• [Supplied text]
┌──

The language war is never far from the surface in Brussels. Now, with the creation of a network of press minders for Romano Prodi, the new commission president, it is back with a vengeance amid renewed complaints about the erosion of French.

The battle reached its climax on Tuesday when one new (German) press officer replied in English to a question put in French. Although this was standard practice under the ancien regime it produced a barrage of complaints, including one from an outraged French diplomat.

Why the new sensitivity? The answer lies in the arrival of Mr Prodi in Brussels. His predecessor, Jacques Santer, may have been ineffectual but at least, as a Luxembourger, French was one of his two native tongues. Before Mr Santer's reign, Jacques Delors had guaranteed the supremacy of the French language throughout his two terms. He had been preceded by another Luxembourger, Gaston Thorn. Not since Roy Jenkins left Brussels in 1981 has the citadel of the European Commission been captured by a non-native French speaker.

Mr Prodi, the scholarly ex-professor, educated at the London School of Economics, finds English easier. The same can be said for his chief spokesman, Ricardo Levi. Mr Prodi's chef de cabinet, David O'Sullivan, speaks good French, although he is a native English-speaker.

All of which means, says a commission source, that the French "see an Anglo-Saxon plot around every corner". It is difficult to overestimate the extent to which the French feel under threat. Paris correctly sees itself as the architect of the EU, the nation that has shaped its development more than any other. France is proprietorial about the way it functions having, for example, exported the French political system of private offices to Brussels.

Only for the past five years has the press room in Brussels permitted questions in English: before, a journalist who had the temerity to utter a non-French question would be shouted down. Paris has long had a tendency to equate being in Europe with running it.

└──

Excerpts of pointing data:
┌──

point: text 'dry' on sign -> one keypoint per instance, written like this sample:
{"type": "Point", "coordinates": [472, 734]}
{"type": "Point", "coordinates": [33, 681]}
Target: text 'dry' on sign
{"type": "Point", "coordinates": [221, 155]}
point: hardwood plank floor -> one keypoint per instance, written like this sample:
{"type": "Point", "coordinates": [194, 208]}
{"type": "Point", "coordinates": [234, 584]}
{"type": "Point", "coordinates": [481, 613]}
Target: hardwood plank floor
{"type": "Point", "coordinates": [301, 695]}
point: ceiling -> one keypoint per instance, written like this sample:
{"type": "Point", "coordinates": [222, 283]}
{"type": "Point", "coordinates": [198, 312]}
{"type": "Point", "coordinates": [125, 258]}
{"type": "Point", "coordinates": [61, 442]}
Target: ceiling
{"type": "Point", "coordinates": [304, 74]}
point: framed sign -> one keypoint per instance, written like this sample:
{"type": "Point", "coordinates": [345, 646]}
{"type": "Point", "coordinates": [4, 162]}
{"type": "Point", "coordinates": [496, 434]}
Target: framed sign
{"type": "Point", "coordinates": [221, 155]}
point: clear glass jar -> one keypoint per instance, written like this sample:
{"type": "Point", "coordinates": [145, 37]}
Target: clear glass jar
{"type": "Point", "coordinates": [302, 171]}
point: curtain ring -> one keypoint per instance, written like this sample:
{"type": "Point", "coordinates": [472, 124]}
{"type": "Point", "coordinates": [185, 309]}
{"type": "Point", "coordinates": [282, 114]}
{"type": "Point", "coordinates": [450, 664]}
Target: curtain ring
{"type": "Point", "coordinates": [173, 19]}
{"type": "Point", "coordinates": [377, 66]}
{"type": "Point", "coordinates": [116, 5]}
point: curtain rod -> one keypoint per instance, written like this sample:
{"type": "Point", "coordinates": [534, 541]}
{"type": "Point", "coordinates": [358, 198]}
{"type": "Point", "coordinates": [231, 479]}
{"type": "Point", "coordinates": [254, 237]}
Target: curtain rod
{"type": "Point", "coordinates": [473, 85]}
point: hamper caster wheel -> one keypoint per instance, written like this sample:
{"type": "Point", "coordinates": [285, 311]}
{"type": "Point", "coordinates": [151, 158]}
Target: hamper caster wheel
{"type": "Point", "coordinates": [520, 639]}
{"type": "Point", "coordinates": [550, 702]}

└──

• [Challenges]
1. Could you scale the rows from the line with "point: hamper caster" through the end of the rows, both ends included? Reproduce every line with its request, multiply only the answer coordinates by 1.45, round them to whole numbers with halves going up, and leave the sample coordinates unchanged.
2. Can you pick up the piece on the language war in Brussels and continue it from the point where it stops?

• [Task results]
1.
point: hamper caster wheel -> one keypoint per instance, written like this sample:
{"type": "Point", "coordinates": [285, 311]}
{"type": "Point", "coordinates": [151, 158]}
Target: hamper caster wheel
{"type": "Point", "coordinates": [754, 927]}
{"type": "Point", "coordinates": [798, 1018]}

2.
But with the enlargement of the European Union to 15, including Nordic nations in which English is widely spoken, English has gained in currency with gathering pace. Mr Prodi's arrival (he was France's first choice for the job) comes at a sensitive juncture. Some Parisian noses have already been put out of joint.

A call from Mr Prodi for the EU to double in size to 30 member states, and to consider putting a start date on accession by December's Helsinki summit, brought protests from France. Paris has rarely been an enthusiast for enlargement because of the potential dilution of its influence. The result has been a new bout of French militancy. As one insider put it: "It is part of the French psyche to feel under threat. They are not arguing for linguistic diversity, they are arguing for the supremacy of French. The French establishment has mobilised to defend the French language, and the press room has become a linguistic battleground."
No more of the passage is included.